Un extraordinario testimonio de amor

A finales de los sesenta cayeron en mis manos los dos tomos del Epistolario de Juana Borrero. Fascinada por su lectura, mi vida dio un vuelco en tanto que descubría de pronto una Cuba, un siglo, unos personajes y, sobre todo, una muchacha, únicos, a los que yo, como por arte de magia, podía volver a revivir con sólo abrir aquellos dos volúmenes.

Recuerdo que fue Orlando Alomá quien me dio la noticia de que Mercita Borrero, la hermana menor de Juana y única sobreviviente directa de la familia, vivía en la calle San Francisco, muy cerca de Infanta. Y hasta allá me llegué una tarde, guiada por el fervor de esas cartas y por el contraste de vidas y hechos que resultaban difíciles de imaginar en un país gobernado por el sol y la vegetación. Como Julián del Casal, quien durante su viaje en tren a Puentes Grandes imaginaba chozas humeantes en medio de una vegetación que podía recordarle al Rhin, pero nunca al río Almendares, yo intentaba reconstruir la vida de Juana a partir de lo imposible: sus propias palabras, su delirio, su muerte.

Tener frente a mí a alguien que no sólo había conocido a mi heroína sino que era su hermana menor, fue un enorme privilegio, sobre todo porque Mercita se convirtió en mi amiga, a pesar de la enorme diferencia de edad. Pero fue más que eso, pues de ella partió la idea de bautizar a mi hijo Ernesto, aunque la enfermedad y un súbito viaje a Estados Unidos se lo impidieron.

Entrar allí y desear escribir la biografía de Juana Borrero fueron actos simultáneos, a los que parecieron no bastar aquellos seis años de investigación que me llevaron a cada rincón de esa vida, a cada huella. Como si armando aquel rompecabezas que se llamaba Juana Borrero diera también yo forma a Belkis. Porque hubo tiempos en que me creí hasta la reencarnación de la niña-musa, e hice que mi amigo Joseíto López del Río, apasionado teósofo y ducho en la materia de las vidas pasadas, rastreara hasta encontrar el punto de referencia en que Juana y yo nos convertíamos en una sola persona. Pero Joseíto me desengañó: yo no era la reencarnación de Juana.

¿Qué me hacía pensar semejante locura? Pues en parte aquel aluvión de detalles que yo incorporaba como míos, y todo su mundo de muchacha melancólica en exceso, enmarcada dramáticamente en el romanticismo finisecular de una Isla que batallaba entonces por liberarse de las garras de la Metrópoli.

A través de sus cartas descubrí y amé también, como ella, al poeta Carlos Pío Uhrbach, discípulo de Julián del Casal, uno de aquellos asiduos a la Acera del Louvre que cerraría el marco de su vida desapareciendo en algún lugar remoto de Cuba, tras incorporarse a la guerra. Para entonces ya Juana había muerto, y el poeta matancero sólo atinaría a visitar su tumba en Cayo Hueso, cuando una misión que le encomendó el general Antonio Maceo lo trajo a Estados Unidos.

- - -

(OBJETIVO DEL EJERCICIO):
Según el texto sobre Juana Borrero, ¿en qué calle vivía Mercita Borrero? Los registros proceden de una fuente distinta.

(DATOS DE ORIGEN):
- - -

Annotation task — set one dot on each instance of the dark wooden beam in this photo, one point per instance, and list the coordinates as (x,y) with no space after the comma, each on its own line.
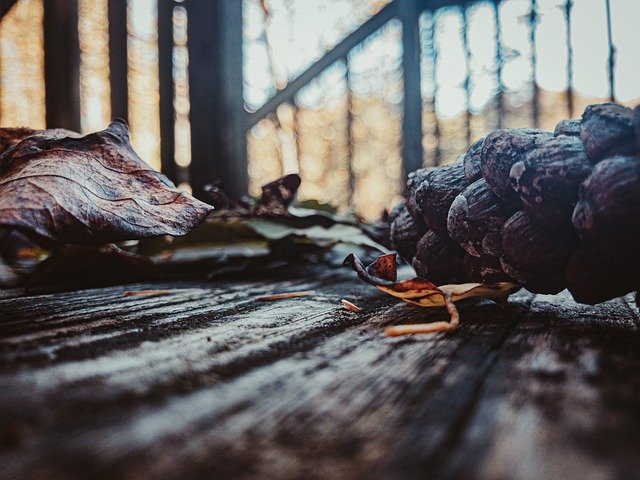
(412,154)
(166,87)
(62,64)
(218,131)
(118,65)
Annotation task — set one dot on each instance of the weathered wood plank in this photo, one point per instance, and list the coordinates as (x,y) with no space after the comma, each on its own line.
(118,59)
(209,383)
(218,132)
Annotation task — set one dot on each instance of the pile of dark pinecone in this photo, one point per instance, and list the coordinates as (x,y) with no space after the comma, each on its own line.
(545,210)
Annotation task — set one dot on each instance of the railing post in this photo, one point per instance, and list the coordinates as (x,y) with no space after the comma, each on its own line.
(412,118)
(218,119)
(62,64)
(118,65)
(165,72)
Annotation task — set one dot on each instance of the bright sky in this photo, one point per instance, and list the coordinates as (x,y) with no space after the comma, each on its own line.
(301,30)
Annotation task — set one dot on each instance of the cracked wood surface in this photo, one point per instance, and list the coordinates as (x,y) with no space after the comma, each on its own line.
(206,382)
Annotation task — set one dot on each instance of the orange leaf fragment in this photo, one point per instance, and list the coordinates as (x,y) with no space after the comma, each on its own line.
(417,290)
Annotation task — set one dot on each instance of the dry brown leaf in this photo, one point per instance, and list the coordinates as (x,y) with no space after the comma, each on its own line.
(383,274)
(147,293)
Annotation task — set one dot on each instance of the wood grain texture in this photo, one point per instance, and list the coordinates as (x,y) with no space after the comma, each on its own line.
(209,383)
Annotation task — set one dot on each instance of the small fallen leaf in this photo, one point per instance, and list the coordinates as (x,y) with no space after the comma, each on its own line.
(350,306)
(383,274)
(279,296)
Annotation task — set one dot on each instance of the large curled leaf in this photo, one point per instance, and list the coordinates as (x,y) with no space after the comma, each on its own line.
(417,290)
(88,190)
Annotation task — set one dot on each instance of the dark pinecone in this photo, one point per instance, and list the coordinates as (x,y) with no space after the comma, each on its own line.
(546,210)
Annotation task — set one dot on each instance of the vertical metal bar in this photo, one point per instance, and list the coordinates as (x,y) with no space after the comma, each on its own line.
(118,65)
(62,64)
(431,40)
(217,115)
(612,54)
(567,14)
(166,88)
(533,20)
(499,65)
(467,79)
(412,103)
(350,149)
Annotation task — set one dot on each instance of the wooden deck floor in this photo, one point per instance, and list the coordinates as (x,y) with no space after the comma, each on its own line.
(209,383)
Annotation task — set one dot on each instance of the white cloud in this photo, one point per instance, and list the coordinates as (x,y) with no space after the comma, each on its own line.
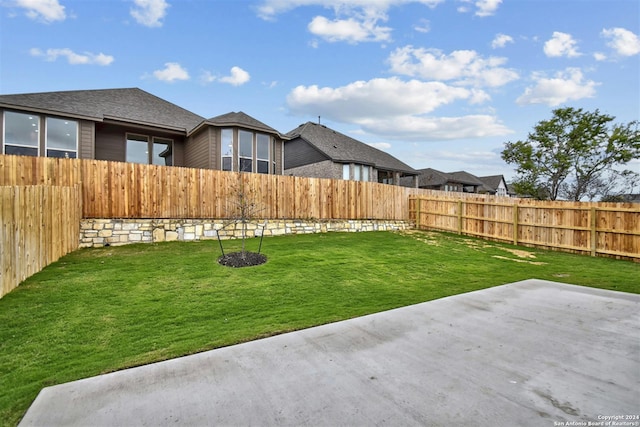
(171,72)
(349,30)
(43,10)
(384,146)
(237,77)
(465,67)
(501,40)
(270,8)
(378,98)
(85,58)
(423,128)
(149,12)
(396,109)
(355,21)
(561,44)
(487,7)
(622,41)
(206,77)
(483,7)
(423,27)
(599,56)
(567,85)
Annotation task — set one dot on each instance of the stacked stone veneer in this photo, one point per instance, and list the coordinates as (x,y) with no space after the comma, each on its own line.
(114,232)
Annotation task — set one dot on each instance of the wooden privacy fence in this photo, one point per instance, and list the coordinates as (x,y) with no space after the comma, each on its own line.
(611,229)
(129,190)
(38,225)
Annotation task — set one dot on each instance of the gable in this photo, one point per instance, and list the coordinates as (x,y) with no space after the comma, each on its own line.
(299,152)
(341,148)
(130,105)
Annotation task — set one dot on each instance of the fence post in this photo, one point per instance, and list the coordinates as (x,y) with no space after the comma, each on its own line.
(594,235)
(515,223)
(460,216)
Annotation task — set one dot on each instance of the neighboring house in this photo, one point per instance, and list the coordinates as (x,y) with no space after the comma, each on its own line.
(132,125)
(494,185)
(455,181)
(314,150)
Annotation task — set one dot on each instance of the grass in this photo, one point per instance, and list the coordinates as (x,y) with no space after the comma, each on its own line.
(100,310)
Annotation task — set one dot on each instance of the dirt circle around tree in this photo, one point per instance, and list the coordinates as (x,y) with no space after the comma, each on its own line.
(242,259)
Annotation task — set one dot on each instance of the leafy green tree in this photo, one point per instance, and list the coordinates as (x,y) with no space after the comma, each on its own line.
(572,154)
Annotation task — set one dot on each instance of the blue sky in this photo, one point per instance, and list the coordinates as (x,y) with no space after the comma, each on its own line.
(436,83)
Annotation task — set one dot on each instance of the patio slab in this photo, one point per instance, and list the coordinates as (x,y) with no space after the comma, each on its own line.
(531,353)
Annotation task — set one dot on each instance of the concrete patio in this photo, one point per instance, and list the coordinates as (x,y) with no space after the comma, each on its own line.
(532,353)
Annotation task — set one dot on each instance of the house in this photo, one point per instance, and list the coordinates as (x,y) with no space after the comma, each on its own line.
(131,125)
(314,150)
(455,181)
(494,185)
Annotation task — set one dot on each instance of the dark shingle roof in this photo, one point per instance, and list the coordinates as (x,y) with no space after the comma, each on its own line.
(464,178)
(130,105)
(491,182)
(242,120)
(431,177)
(344,149)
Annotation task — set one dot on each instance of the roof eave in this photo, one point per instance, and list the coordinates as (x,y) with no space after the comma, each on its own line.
(49,112)
(143,124)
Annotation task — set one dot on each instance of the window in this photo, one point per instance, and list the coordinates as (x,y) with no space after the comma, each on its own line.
(262,152)
(137,149)
(21,134)
(273,155)
(157,151)
(385,177)
(245,151)
(162,153)
(227,149)
(62,138)
(357,169)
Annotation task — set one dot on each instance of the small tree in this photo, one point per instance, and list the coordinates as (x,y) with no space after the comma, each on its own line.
(570,154)
(242,208)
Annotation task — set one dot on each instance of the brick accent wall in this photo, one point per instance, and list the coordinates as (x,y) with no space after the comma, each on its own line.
(115,232)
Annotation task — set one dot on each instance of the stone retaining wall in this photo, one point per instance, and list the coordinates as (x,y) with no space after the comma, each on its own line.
(114,232)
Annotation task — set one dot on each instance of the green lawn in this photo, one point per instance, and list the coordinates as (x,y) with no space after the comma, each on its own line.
(100,310)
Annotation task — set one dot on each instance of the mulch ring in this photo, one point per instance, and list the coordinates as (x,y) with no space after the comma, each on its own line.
(242,259)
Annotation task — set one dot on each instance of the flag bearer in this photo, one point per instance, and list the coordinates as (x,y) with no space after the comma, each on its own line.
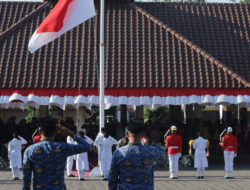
(105,143)
(229,144)
(14,154)
(174,146)
(82,162)
(201,147)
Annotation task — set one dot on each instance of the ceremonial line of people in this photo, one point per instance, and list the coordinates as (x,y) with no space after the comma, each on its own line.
(130,166)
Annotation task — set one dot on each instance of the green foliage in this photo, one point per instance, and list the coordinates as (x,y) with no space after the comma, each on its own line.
(155,115)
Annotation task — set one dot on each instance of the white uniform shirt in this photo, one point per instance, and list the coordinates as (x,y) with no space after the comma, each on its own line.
(14,152)
(105,145)
(200,158)
(82,162)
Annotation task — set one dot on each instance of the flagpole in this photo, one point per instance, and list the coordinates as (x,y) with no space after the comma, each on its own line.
(101,85)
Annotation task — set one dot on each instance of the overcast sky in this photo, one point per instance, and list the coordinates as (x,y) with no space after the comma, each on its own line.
(219,1)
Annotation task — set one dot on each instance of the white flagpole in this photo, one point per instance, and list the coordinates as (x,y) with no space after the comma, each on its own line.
(101,85)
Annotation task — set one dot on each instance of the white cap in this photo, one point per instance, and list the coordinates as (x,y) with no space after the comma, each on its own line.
(229,129)
(173,128)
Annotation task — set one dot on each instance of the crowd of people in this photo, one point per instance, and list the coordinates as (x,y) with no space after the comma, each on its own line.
(57,145)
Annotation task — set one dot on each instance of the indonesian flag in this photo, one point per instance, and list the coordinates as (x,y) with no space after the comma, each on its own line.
(66,15)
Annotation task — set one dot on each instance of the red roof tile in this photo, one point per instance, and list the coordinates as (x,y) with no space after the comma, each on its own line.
(158,45)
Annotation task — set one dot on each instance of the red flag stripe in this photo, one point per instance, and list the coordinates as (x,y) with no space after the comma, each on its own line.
(54,21)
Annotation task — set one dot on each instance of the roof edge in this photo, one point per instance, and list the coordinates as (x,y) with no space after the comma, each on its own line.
(20,22)
(192,45)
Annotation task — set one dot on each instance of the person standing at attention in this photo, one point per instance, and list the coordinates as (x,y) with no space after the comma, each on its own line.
(132,165)
(14,154)
(174,146)
(200,159)
(47,159)
(105,143)
(229,144)
(82,161)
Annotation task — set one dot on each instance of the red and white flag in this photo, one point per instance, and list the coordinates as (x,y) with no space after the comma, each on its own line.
(66,15)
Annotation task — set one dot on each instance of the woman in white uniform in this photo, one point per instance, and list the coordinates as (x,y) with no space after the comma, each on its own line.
(14,154)
(200,159)
(70,159)
(105,143)
(82,162)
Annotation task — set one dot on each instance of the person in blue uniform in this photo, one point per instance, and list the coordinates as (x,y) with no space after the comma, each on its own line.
(47,159)
(132,165)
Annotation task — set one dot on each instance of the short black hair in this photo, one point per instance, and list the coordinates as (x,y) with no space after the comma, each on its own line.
(200,134)
(48,126)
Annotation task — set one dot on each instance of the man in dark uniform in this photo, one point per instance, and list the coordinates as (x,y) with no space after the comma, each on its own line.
(132,165)
(47,159)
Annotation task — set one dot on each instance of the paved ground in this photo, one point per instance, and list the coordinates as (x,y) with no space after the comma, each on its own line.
(213,181)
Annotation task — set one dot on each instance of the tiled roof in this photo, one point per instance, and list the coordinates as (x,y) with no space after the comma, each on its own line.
(145,48)
(222,30)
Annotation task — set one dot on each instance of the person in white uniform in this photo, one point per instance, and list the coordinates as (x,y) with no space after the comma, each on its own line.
(70,159)
(82,162)
(201,147)
(14,154)
(105,143)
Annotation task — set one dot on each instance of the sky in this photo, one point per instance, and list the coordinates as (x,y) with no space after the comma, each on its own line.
(209,1)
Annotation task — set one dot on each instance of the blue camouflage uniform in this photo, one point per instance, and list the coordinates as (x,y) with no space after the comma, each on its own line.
(47,161)
(132,167)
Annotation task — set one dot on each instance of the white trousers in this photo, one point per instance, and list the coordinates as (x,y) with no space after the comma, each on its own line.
(105,166)
(69,165)
(173,162)
(228,159)
(200,171)
(15,172)
(81,174)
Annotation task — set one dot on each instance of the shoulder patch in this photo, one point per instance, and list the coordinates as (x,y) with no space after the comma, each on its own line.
(128,180)
(57,149)
(146,162)
(38,150)
(127,163)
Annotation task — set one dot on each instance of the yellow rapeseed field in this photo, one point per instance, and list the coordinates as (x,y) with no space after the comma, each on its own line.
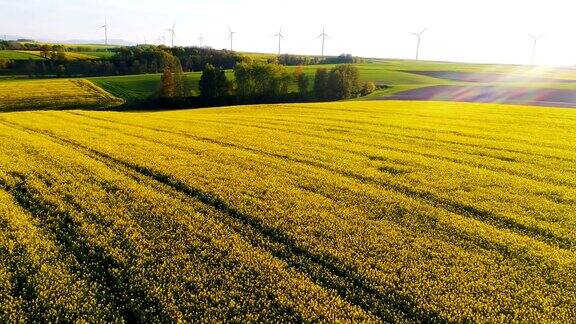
(352,211)
(16,95)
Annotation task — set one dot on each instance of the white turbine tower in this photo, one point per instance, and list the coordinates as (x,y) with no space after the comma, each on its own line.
(419,36)
(201,40)
(323,36)
(105,26)
(231,37)
(535,39)
(280,38)
(171,30)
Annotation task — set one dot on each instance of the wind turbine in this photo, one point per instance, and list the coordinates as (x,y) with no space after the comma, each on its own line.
(231,37)
(419,35)
(535,39)
(105,26)
(323,35)
(171,30)
(280,38)
(201,40)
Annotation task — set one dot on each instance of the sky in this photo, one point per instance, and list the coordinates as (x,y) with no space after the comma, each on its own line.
(482,31)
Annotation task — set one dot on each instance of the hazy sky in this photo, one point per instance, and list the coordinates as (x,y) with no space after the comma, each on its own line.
(457,30)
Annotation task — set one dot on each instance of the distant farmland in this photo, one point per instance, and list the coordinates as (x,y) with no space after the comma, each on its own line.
(53,94)
(351,211)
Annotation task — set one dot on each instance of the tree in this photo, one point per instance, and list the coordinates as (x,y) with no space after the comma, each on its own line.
(213,83)
(302,80)
(173,81)
(167,83)
(344,82)
(321,83)
(179,79)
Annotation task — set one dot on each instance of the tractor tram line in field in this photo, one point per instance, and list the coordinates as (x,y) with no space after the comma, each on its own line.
(331,274)
(436,201)
(325,200)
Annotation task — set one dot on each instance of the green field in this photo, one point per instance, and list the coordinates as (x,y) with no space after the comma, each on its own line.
(146,85)
(355,211)
(19,55)
(143,86)
(19,94)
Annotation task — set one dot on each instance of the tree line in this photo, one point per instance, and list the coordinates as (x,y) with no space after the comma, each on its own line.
(261,82)
(139,60)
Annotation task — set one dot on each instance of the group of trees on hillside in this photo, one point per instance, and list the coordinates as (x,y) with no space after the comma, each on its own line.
(126,60)
(257,82)
(139,59)
(30,45)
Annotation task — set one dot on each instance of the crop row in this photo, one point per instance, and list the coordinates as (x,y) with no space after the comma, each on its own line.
(376,211)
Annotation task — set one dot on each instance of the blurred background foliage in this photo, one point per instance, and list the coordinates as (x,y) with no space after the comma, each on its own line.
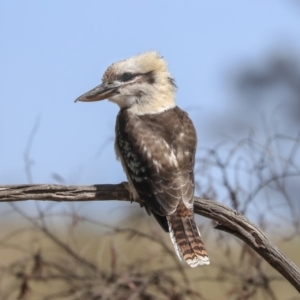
(246,108)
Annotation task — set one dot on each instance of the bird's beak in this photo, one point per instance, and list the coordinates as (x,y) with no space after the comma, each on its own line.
(100,92)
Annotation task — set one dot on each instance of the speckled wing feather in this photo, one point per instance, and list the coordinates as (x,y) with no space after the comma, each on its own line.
(158,151)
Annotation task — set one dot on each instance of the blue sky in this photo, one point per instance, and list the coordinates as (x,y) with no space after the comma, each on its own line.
(52,52)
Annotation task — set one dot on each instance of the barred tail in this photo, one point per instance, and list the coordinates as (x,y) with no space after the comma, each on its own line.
(187,240)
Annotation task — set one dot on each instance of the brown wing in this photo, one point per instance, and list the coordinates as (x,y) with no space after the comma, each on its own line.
(159,152)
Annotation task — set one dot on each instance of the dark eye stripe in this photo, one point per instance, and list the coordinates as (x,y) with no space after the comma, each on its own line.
(127,76)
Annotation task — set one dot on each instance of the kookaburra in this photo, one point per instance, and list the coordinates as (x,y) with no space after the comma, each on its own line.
(156,144)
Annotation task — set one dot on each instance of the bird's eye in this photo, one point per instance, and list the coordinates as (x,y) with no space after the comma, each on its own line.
(127,76)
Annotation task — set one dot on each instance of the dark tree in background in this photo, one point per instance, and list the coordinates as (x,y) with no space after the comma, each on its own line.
(253,167)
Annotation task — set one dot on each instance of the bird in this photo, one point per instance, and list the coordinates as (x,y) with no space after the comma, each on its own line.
(156,143)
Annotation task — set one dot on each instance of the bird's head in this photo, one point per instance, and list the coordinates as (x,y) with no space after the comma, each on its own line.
(141,83)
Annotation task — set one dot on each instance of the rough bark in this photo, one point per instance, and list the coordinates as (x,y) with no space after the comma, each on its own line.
(228,219)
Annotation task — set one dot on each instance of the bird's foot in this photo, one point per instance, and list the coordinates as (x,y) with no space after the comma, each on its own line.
(127,187)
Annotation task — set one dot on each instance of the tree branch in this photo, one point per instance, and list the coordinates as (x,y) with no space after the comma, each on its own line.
(228,219)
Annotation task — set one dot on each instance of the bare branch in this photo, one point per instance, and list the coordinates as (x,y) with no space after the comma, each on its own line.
(229,220)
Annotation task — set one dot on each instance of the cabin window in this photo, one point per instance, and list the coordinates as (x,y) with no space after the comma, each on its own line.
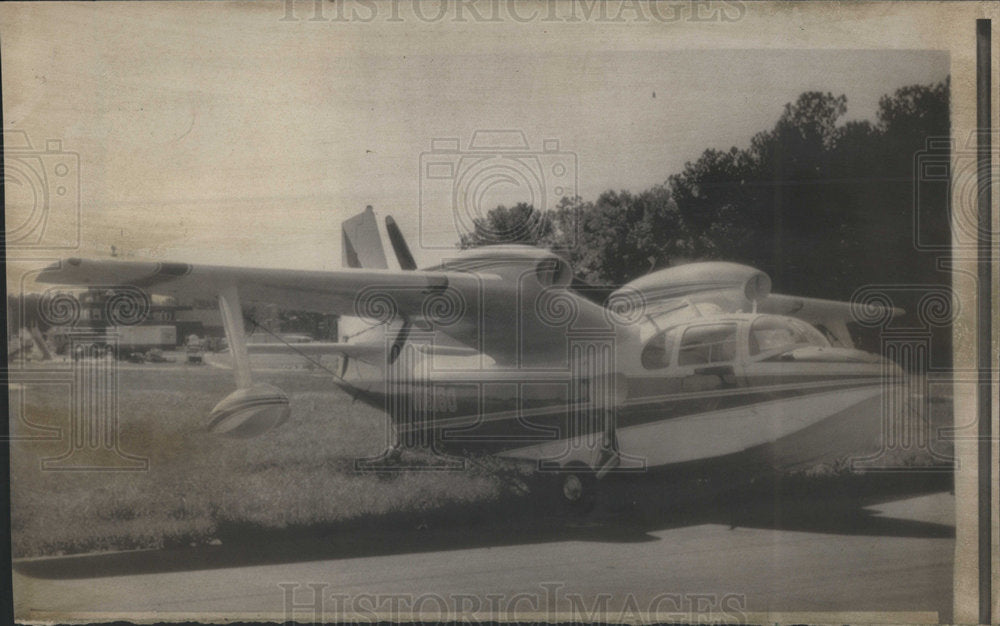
(774,333)
(659,350)
(708,343)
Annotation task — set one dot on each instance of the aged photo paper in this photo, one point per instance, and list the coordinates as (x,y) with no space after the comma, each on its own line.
(501,310)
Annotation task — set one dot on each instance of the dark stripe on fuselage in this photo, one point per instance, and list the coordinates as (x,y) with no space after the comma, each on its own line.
(493,426)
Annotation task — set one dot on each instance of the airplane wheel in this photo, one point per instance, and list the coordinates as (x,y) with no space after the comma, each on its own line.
(578,487)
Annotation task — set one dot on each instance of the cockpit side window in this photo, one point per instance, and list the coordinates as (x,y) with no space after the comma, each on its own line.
(708,343)
(659,350)
(774,333)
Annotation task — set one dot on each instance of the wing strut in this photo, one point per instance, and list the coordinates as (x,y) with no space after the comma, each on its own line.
(232,321)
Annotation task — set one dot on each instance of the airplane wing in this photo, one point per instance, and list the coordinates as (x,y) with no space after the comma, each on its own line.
(352,292)
(353,350)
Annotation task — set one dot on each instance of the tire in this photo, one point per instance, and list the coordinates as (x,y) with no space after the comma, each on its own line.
(578,487)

- - -

(RESULTADO DEL EJERCICIO):
En la calle San Francisco, muy cerca de Infanta.